··· RECORDS SHOWN ···
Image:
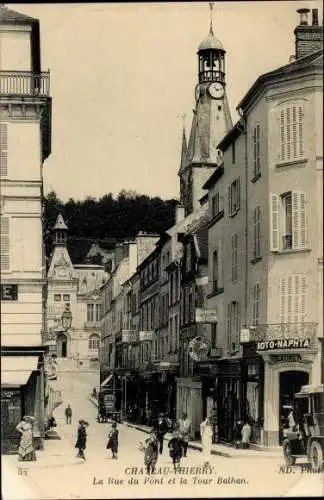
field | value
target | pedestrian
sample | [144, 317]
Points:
[68, 414]
[113, 440]
[81, 439]
[26, 451]
[176, 445]
[151, 452]
[246, 434]
[184, 426]
[206, 433]
[161, 428]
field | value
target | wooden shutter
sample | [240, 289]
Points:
[299, 220]
[283, 299]
[274, 222]
[229, 332]
[229, 196]
[4, 244]
[220, 265]
[3, 149]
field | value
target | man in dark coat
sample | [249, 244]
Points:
[161, 428]
[82, 439]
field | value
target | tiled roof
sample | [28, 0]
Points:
[12, 17]
[312, 60]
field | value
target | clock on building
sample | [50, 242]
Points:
[216, 90]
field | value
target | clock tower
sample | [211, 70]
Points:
[211, 121]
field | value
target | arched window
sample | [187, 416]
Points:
[94, 342]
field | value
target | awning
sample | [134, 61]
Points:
[107, 380]
[16, 370]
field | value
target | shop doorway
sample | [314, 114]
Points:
[290, 382]
[61, 345]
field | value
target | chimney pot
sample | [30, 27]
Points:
[315, 17]
[303, 16]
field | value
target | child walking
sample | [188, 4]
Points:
[151, 453]
[113, 440]
[176, 444]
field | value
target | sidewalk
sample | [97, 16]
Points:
[222, 450]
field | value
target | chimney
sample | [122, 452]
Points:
[315, 17]
[308, 38]
[179, 213]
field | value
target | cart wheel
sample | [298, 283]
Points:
[316, 456]
[287, 451]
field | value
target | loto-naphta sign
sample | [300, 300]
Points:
[269, 345]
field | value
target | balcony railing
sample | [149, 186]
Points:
[24, 83]
[283, 331]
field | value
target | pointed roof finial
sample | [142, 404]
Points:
[211, 5]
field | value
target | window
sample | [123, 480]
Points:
[288, 221]
[234, 197]
[256, 250]
[3, 149]
[292, 133]
[94, 342]
[256, 304]
[233, 326]
[293, 298]
[98, 312]
[213, 336]
[215, 271]
[234, 257]
[233, 152]
[90, 312]
[256, 151]
[4, 244]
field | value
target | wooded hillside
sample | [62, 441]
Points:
[106, 220]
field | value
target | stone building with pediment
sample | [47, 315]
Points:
[74, 287]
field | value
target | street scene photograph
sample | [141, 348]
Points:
[161, 202]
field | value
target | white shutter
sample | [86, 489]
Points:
[3, 149]
[4, 244]
[220, 264]
[274, 222]
[283, 299]
[299, 222]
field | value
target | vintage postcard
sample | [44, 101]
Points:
[161, 250]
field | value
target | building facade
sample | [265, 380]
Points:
[75, 288]
[268, 295]
[25, 142]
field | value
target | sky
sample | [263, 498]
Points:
[123, 75]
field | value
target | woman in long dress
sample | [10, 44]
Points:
[26, 450]
[206, 433]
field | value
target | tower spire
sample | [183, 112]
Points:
[211, 5]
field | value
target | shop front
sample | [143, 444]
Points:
[22, 393]
[230, 398]
[289, 363]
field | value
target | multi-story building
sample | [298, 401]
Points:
[269, 295]
[25, 143]
[75, 287]
[121, 350]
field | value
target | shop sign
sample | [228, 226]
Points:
[9, 292]
[286, 358]
[274, 344]
[198, 348]
[146, 335]
[206, 316]
[129, 336]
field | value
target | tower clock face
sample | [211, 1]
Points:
[197, 92]
[216, 90]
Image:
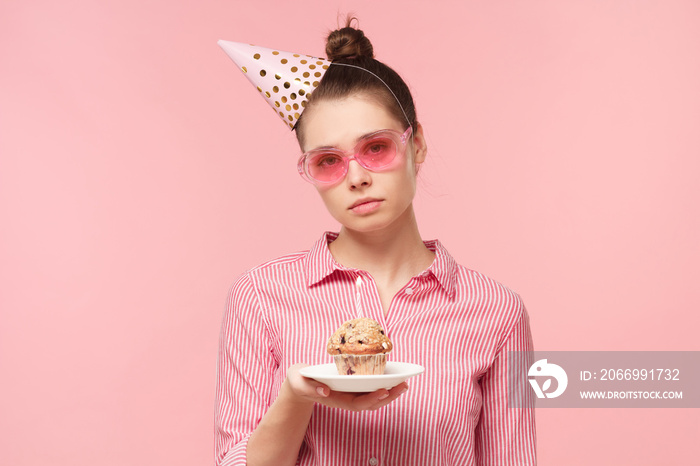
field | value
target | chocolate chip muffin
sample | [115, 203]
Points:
[359, 347]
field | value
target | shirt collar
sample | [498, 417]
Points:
[320, 263]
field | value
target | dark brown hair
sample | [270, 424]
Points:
[350, 46]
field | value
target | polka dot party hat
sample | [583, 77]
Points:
[284, 79]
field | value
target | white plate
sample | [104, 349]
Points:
[394, 374]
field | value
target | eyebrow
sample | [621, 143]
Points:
[364, 136]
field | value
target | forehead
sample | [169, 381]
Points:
[341, 122]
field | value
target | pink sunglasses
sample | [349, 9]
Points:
[374, 152]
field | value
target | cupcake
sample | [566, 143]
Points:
[359, 347]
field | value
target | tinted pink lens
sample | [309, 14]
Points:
[377, 152]
[325, 166]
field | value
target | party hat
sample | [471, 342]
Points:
[285, 79]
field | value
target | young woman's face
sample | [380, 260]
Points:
[364, 201]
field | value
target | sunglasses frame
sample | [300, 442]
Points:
[399, 139]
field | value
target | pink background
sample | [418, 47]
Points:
[564, 149]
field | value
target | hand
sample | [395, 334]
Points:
[302, 389]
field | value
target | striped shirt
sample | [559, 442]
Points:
[453, 321]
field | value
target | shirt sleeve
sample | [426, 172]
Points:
[505, 434]
[245, 369]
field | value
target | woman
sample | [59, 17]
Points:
[455, 322]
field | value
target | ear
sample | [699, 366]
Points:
[420, 147]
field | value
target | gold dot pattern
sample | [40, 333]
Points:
[284, 79]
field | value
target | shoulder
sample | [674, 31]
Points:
[489, 297]
[477, 283]
[277, 268]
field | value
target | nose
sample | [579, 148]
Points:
[357, 176]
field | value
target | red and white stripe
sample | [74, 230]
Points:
[455, 322]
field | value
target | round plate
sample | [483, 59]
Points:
[394, 374]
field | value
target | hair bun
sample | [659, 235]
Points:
[348, 42]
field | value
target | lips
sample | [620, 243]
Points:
[364, 201]
[366, 206]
···
WHAT IS REQUIRED: Tell how many lines in the data hold the string "woman", giving the number by itself.

ANSWER SPACE: 3